> [Assigned task] Copy everything from "1. Quitting requires" down to "as a reason." in the health news text below, word for word.

> [Text excerpt]

Nevertheless, it is not easy to achieve a 7-day service. Apart from the need to fill current GP vacancies, an expanding GP service also translates into the need for more supporting workforce like nurses and receptionists.

Read more at the BBC website.

 

Parkinson's and gut bacteria

Animal experiments conducted by a group of researches in California suggest that Parkinson’s disease may originate from gut bacteria.

Scientists used mice which were genetically programmed to produce a high level of α-synuclein, a protein linked to damage in the brains of Parkinson’s patients. The mice were then separated into 2 groups; those who have gut bacteria and those who do not. Results showed that the former developed Parkinsonian symptoms but the symptoms not significant in the latter. It was thought that the bacteria release chemical messengers which activate microglia (the brain’s immune cells) that leads to brain damage.

Currently, patients diagnosed with Parkinson’s are given medication which slows down the disease progression. If the experiments are replicable in human subjects, it could revolutionalise the way Parkinson's diease is treated. One way is to introduce drugs which eliminate gut bacteria. However, these commensal bacteria bring many health benefits to the body as well.

This avenue is definitely promising but much work still needs to be done to further understand the root cause of Parkinson’s disease.

 

Smoking misconceptions

As smoking is addictive, it takes a lot of effort to quit. Here are some common beliefs that hinder its cessation:

  1. Quitting requires willpower
    • Quitting is a question of sincerity and motivation. One should be aspired to quit smoking via his/her own desire instead of using an external inspirational source like pleasing someone or saving money as a reason.
  2. Quitting smoking means gaining weight
    • Nicotine suppresses our appetite. Without nicotine, appetite increases and hence, there will be weight gain. Among quitters, on average, females gain 2.8kg; while men gain 3.2kg. However, not all quitters put on weight. Therefore, smokers are advised to develop a plan to stop smoking gradually so that any frustration about weight gain can be addressed properly.

> [Recorded information]
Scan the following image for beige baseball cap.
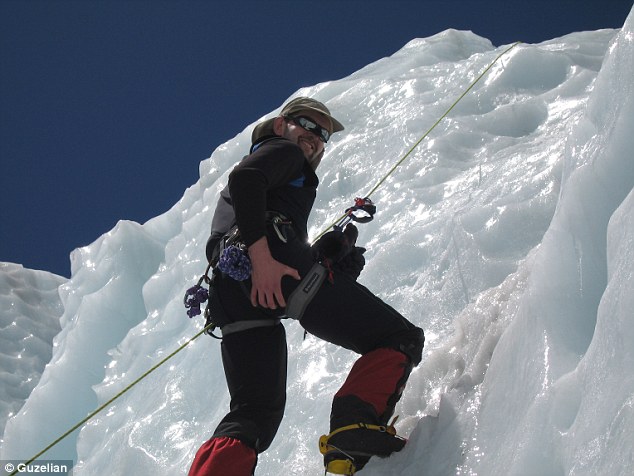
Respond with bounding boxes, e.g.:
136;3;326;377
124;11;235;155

--

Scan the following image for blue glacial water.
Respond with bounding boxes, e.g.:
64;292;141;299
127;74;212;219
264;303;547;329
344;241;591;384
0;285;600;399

...

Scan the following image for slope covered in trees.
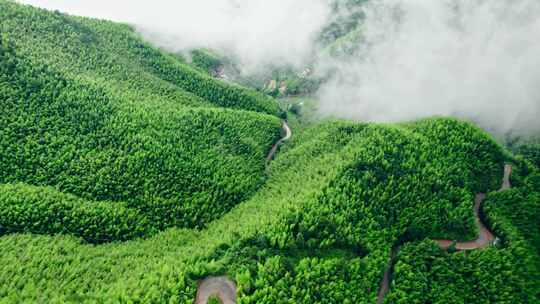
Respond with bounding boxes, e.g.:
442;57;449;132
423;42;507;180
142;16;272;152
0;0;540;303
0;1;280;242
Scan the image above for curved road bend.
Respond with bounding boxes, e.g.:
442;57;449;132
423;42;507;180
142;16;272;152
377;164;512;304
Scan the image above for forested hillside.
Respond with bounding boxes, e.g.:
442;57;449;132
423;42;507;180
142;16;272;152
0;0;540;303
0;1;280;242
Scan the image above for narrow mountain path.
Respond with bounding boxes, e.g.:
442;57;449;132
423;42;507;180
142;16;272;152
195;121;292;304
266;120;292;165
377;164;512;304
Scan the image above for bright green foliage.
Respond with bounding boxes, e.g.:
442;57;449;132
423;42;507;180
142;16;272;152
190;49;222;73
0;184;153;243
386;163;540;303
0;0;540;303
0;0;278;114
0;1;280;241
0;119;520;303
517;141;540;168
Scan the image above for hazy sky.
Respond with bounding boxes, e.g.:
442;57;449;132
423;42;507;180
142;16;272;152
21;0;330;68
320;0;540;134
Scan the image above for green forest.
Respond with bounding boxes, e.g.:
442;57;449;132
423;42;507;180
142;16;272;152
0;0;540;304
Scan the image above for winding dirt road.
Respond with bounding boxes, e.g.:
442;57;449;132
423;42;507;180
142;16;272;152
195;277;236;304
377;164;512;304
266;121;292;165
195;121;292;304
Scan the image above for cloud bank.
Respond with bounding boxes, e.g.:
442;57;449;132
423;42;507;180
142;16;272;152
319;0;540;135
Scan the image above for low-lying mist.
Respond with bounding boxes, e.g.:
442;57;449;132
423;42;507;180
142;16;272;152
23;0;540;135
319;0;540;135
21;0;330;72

> [Your solution]
1. Quitting requires willpower
    • Quitting is a question of sincerity and motivation. One should be aspired to quit smoking via his/her own desire instead of using an external inspirational source like pleasing someone or saving money as a reason.